DATA SUPPLIED:
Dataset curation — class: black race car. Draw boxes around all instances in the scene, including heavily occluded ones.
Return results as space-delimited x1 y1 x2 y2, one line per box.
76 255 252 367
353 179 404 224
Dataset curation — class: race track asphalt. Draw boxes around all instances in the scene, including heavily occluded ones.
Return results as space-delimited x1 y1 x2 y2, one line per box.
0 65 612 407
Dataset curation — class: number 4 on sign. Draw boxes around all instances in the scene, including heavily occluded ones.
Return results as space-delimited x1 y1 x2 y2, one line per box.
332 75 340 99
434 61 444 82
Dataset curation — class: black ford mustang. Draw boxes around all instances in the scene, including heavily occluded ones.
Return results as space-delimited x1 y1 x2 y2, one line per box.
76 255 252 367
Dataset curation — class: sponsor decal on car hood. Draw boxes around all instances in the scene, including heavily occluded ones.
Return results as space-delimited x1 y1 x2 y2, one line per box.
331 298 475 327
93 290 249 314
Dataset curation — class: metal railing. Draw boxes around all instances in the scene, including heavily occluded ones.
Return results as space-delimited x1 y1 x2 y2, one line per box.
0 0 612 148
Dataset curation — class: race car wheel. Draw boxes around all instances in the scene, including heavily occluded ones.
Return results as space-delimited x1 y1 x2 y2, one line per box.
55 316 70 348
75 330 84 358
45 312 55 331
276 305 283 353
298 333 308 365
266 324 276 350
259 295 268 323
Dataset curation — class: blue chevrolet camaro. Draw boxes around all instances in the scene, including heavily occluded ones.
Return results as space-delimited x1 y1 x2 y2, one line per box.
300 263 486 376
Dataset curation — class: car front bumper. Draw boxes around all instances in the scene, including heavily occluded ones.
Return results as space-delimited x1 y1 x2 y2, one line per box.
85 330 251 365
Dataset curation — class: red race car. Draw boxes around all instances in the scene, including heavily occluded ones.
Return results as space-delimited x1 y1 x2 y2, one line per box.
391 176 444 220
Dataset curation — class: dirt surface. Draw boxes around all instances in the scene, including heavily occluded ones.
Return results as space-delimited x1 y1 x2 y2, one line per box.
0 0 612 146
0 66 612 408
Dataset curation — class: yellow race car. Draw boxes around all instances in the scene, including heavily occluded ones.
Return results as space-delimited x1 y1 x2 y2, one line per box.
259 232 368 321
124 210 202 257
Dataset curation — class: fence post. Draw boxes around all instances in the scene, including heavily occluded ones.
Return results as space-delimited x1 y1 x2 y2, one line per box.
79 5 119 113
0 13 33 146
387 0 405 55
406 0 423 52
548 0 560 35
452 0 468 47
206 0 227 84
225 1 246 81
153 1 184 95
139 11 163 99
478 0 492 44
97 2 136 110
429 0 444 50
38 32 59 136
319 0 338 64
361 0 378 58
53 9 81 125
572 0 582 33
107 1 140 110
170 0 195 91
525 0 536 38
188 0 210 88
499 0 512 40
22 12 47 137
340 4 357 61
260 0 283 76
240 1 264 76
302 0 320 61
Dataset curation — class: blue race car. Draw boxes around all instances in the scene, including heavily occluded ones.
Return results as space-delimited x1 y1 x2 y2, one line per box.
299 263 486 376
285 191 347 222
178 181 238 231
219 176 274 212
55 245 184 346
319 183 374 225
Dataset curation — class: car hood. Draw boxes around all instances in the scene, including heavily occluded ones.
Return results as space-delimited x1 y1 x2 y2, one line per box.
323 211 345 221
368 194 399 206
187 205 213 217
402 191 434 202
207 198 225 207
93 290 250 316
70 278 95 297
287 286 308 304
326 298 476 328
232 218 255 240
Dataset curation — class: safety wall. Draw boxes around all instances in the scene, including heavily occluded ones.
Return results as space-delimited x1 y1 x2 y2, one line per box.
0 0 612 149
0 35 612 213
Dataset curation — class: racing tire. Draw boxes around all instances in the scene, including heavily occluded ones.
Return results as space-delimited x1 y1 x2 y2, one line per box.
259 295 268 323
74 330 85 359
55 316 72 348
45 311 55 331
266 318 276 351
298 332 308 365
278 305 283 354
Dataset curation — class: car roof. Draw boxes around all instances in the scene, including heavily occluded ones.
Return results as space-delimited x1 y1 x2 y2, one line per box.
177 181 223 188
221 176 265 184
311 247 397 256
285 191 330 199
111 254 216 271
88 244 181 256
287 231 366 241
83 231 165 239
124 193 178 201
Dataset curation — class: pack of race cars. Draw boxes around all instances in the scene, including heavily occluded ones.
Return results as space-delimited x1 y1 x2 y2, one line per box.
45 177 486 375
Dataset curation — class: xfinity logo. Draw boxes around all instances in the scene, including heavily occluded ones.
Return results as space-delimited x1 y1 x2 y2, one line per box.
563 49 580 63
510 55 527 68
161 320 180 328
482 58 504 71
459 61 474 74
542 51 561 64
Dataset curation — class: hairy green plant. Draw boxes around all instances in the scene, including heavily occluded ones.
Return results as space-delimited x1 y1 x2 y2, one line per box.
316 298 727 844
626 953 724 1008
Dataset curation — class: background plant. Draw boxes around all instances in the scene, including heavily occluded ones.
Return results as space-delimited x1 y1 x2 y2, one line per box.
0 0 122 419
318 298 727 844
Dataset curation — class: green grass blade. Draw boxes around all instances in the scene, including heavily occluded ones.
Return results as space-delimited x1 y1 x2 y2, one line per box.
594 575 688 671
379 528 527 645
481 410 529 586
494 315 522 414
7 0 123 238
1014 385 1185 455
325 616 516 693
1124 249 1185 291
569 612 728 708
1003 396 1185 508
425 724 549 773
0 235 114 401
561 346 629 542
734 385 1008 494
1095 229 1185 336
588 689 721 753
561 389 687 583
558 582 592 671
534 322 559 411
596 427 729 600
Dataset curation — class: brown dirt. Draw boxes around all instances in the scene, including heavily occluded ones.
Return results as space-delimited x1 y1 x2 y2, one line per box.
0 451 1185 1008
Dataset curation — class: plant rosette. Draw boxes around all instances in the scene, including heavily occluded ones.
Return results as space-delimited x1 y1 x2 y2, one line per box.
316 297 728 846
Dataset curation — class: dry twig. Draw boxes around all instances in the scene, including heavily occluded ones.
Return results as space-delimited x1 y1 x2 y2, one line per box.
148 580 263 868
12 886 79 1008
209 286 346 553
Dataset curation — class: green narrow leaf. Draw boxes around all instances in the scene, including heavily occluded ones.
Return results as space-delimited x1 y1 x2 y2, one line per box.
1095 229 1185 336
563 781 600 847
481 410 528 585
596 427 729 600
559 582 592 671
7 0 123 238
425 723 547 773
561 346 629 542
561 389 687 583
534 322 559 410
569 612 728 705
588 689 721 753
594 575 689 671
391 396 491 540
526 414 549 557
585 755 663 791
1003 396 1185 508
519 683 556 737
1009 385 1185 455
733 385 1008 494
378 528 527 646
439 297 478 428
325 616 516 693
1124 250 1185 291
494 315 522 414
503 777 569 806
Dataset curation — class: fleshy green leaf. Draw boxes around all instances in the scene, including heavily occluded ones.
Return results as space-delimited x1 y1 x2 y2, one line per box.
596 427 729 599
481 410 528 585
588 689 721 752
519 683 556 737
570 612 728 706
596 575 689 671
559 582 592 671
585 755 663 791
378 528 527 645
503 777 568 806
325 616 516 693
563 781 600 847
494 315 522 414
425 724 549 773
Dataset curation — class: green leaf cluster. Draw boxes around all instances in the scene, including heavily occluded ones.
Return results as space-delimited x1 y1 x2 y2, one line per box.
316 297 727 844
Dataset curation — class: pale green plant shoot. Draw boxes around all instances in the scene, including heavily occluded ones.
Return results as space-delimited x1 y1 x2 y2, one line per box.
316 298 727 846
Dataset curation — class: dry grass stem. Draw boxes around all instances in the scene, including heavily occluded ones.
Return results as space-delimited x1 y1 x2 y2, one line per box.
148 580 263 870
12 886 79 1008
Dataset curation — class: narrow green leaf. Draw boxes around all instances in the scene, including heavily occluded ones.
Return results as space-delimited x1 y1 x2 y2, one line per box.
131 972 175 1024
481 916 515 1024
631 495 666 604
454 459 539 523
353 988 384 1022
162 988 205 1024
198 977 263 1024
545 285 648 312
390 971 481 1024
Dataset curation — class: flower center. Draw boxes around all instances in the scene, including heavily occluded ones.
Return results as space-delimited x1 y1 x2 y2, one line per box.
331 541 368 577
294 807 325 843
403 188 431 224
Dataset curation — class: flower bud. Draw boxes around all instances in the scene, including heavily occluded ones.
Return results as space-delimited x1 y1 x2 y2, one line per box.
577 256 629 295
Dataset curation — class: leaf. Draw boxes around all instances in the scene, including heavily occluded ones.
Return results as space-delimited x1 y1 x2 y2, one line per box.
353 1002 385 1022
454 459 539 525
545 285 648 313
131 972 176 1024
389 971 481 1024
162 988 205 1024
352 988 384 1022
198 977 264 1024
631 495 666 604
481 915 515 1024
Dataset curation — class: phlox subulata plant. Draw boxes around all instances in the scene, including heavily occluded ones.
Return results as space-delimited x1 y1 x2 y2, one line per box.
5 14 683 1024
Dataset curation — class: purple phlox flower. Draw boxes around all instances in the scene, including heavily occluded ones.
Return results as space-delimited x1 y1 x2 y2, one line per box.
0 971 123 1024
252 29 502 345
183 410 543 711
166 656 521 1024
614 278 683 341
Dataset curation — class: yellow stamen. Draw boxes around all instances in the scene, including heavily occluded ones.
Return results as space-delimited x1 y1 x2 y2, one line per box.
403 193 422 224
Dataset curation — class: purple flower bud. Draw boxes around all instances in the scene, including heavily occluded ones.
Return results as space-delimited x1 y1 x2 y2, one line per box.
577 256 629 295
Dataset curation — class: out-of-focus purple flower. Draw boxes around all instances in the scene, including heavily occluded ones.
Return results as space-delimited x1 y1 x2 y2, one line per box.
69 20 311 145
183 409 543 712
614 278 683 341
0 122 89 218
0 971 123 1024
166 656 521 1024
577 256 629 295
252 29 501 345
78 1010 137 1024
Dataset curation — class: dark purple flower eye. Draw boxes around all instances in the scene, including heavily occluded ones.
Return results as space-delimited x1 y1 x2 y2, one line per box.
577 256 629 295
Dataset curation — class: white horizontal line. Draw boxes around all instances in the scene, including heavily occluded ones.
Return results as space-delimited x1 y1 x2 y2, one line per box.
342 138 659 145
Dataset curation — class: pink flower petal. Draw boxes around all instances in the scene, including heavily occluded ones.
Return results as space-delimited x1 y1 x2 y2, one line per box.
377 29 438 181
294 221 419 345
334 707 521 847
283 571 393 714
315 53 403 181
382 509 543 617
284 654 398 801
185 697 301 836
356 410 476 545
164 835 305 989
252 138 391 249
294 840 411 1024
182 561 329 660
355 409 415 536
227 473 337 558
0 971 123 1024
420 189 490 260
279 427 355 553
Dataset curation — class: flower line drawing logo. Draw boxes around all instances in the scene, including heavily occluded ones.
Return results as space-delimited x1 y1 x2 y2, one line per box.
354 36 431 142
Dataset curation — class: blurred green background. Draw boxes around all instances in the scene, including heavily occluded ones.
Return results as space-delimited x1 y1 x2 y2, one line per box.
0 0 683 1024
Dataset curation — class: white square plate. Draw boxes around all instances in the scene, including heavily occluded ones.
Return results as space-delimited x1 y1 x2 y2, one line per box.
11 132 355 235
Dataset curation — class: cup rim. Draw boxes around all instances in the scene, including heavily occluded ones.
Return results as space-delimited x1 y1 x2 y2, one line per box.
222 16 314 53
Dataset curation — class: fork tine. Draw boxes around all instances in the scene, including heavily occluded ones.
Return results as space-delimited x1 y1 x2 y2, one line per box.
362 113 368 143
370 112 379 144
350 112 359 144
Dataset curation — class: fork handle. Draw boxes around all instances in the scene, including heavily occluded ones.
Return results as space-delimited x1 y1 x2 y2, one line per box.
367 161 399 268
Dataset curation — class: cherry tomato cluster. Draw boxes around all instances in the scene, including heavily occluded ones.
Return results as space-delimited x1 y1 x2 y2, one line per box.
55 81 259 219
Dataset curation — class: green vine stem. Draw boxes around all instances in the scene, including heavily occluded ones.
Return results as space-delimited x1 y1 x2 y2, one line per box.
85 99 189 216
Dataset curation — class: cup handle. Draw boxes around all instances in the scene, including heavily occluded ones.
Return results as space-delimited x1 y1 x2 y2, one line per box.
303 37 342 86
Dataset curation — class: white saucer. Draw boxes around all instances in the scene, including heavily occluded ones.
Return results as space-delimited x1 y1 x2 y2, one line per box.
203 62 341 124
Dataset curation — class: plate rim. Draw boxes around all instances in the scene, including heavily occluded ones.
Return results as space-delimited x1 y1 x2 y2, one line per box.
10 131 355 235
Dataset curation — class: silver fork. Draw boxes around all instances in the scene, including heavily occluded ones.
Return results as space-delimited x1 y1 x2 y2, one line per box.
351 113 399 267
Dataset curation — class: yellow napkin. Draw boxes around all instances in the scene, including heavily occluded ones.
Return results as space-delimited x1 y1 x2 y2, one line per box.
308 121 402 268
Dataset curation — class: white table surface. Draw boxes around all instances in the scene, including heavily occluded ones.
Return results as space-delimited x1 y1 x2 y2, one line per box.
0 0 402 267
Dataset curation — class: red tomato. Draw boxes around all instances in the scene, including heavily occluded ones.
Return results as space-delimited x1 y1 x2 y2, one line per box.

INSTRUCTIONS FOR THE TASK:
Can you copy out the records from the line that contains "Dataset curation — class: blurred" through the line that contains "0 0 683 1024", with both of those lines included? Multiply each bounding-box coordinate by 2.1 and round it to a whole number, with halves rounding up. Leave every other line unchanged, and give only these lines.

PROBLEM SOLUTION:
Dataset curation — class: blurred green background. Draw boxes around all instances in the scene, including heavily occluded ones.
Return results as space-delimited x1 y1 x2 y2, one line per box.
0 0 1434 2150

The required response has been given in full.